● GOAL A:
Answer these questions using the passage below on the Louisiana Purchase, one answer per line with matching marks:
(i) What kind of vessel did Monroe say he came in?
(ii) What date did the treaty and its two conventions bear?
(iii) Which earlier treaty did the negotiators adopt as their precedent?
● GOAL B:
Translate this sentence from the Louisiana Purchase passage below into Spanish: "Monroe and Livingston signed the original treaty and first convention on Monday, May 2."

● SOURCE PASSAGE:
──────────────────────────────

Monroe replied, “A little.”
“You had a good voyage?”
“Yes.”
“You came in a frigate?”
“No, in a merchant vessel chartered for the purpose.”
Addressing Livingston, the first consul inquired about his family’s health. Then, Monroe wrote, Bonaparte “turned to Mr. Livingston and myself and observed that our aff[ai]rs stood as settled.” Bonaparte was quietly focusing his attention on the resumption of his war against Great Britain. “This accession of territory,” he told Barbé-Marbois, “strengthens for ever the power of the United States; and I have just given to England a maritime rival that will sooner or later humble her pride.”55
The Louisiana Purchase treaty and its two conventions were dated April 30, 1803, but it took as long to prepare the official documents in French and English as it had taken Barbé-Marbois, Livingston, and Monroe to agree on their provisions. Monroe and Livingston signed the original treaty and first convention on Monday, May 2. Recognizing “that it was impossible to have two original texts in two languages,” the negotiators adopted the Franco-American Treaty of 1778 as their precedent and determined “that the original had been agreed on and written in the French language.” As the three negotiators shook hands, Livingston voiced the sentiment they all shared. “We have lived long,” he said,
but this is the noblest work of our whole lives. The treaty which we have just signed has not been obtained by art or dictated by force…. It will change vast solitudes into flourishing districts. From this day the United States take their place among the powers of the first rank.

──────────────────────────────

● PROVIDED INFORMATION:

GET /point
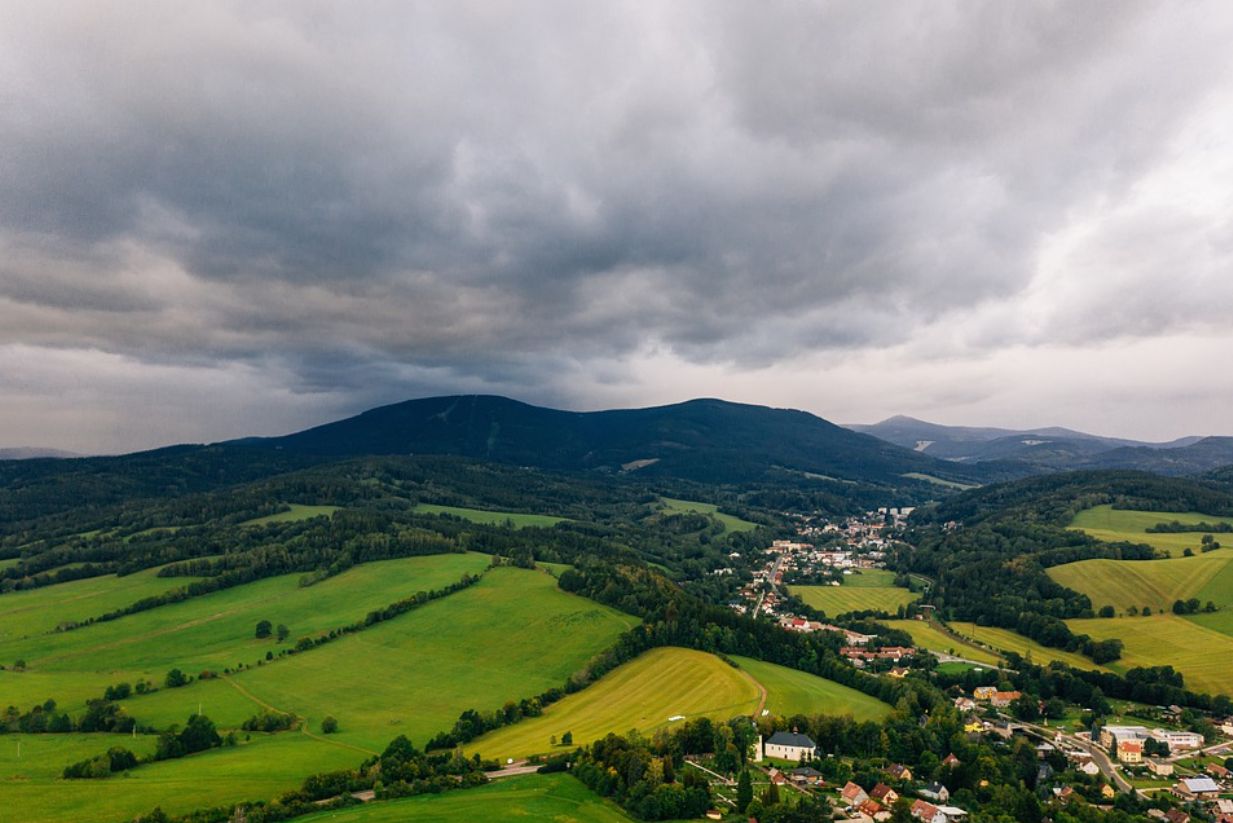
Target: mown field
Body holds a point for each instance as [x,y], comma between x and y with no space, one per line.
[259,769]
[1116,526]
[799,692]
[1009,641]
[730,522]
[869,590]
[640,695]
[926,636]
[512,636]
[1154,584]
[534,797]
[519,520]
[215,631]
[296,512]
[1201,654]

──────────────────────────────

● FULL ANSWER A:
(i) A merchant vessel chartered for the purpose.
(ii) April 30, 1803.
(iii) The Franco-American Treaty of 1778.

● FULL ANSWER B:
Monroe y Livingston firmaron el tratado original y la primera convención el lunes 2 de mayo.